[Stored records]

☆ ☆ ☆

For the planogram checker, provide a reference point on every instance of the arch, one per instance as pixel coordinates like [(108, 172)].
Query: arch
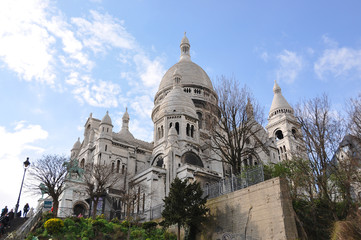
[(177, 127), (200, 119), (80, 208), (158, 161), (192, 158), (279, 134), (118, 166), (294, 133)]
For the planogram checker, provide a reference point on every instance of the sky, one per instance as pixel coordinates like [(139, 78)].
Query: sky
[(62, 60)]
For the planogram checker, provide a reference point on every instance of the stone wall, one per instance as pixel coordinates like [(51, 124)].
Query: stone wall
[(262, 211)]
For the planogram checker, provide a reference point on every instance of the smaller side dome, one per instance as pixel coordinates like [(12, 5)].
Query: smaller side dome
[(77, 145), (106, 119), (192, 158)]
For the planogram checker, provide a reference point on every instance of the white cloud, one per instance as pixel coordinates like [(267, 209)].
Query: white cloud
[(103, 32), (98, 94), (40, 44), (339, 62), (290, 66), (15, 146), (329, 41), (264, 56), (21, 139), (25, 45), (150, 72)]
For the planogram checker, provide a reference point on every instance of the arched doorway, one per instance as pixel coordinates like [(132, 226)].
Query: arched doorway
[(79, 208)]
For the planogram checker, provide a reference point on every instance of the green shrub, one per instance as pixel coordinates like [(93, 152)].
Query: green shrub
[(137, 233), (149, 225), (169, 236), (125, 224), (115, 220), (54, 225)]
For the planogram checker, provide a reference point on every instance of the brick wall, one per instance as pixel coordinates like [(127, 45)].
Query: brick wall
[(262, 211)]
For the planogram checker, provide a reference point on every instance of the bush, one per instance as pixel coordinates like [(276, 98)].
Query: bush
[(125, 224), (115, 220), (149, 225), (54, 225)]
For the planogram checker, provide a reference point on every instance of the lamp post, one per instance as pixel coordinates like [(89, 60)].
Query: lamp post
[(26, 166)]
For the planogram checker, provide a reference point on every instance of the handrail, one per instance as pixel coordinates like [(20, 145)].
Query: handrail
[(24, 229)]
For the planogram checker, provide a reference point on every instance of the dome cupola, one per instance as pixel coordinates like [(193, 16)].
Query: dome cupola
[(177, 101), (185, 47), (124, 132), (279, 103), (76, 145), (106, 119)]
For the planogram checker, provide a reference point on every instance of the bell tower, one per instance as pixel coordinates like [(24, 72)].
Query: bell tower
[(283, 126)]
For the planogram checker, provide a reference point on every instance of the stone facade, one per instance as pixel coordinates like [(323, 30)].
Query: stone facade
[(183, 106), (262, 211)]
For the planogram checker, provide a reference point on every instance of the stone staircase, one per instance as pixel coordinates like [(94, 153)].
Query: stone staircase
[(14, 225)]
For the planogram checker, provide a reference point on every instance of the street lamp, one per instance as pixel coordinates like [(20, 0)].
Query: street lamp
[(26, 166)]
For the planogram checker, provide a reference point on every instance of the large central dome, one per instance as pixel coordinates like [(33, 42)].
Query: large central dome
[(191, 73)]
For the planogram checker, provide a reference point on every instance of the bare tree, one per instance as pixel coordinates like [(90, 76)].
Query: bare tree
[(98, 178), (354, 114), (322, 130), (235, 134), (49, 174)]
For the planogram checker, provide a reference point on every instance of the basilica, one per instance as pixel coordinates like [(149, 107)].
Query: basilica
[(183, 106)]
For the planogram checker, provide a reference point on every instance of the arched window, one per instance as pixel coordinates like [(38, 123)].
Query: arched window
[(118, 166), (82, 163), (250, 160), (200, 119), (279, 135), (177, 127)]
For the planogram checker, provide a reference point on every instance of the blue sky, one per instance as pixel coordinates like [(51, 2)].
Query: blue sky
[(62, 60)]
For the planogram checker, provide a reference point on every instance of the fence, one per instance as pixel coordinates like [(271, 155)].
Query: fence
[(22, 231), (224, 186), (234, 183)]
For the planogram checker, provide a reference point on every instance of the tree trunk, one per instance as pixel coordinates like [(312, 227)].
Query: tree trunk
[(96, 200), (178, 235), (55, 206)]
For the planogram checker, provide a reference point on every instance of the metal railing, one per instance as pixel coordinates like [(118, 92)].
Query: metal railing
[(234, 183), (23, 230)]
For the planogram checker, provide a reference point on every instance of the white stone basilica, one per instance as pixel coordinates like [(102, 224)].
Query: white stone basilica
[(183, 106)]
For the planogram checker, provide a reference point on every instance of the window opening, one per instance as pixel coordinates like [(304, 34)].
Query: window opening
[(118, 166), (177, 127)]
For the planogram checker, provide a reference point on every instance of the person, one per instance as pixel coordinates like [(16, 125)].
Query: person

☆ ☆ ☆

* Brief *
Using the records above, report the number of lines that include the string "person", with nothing added.

* Written response *
2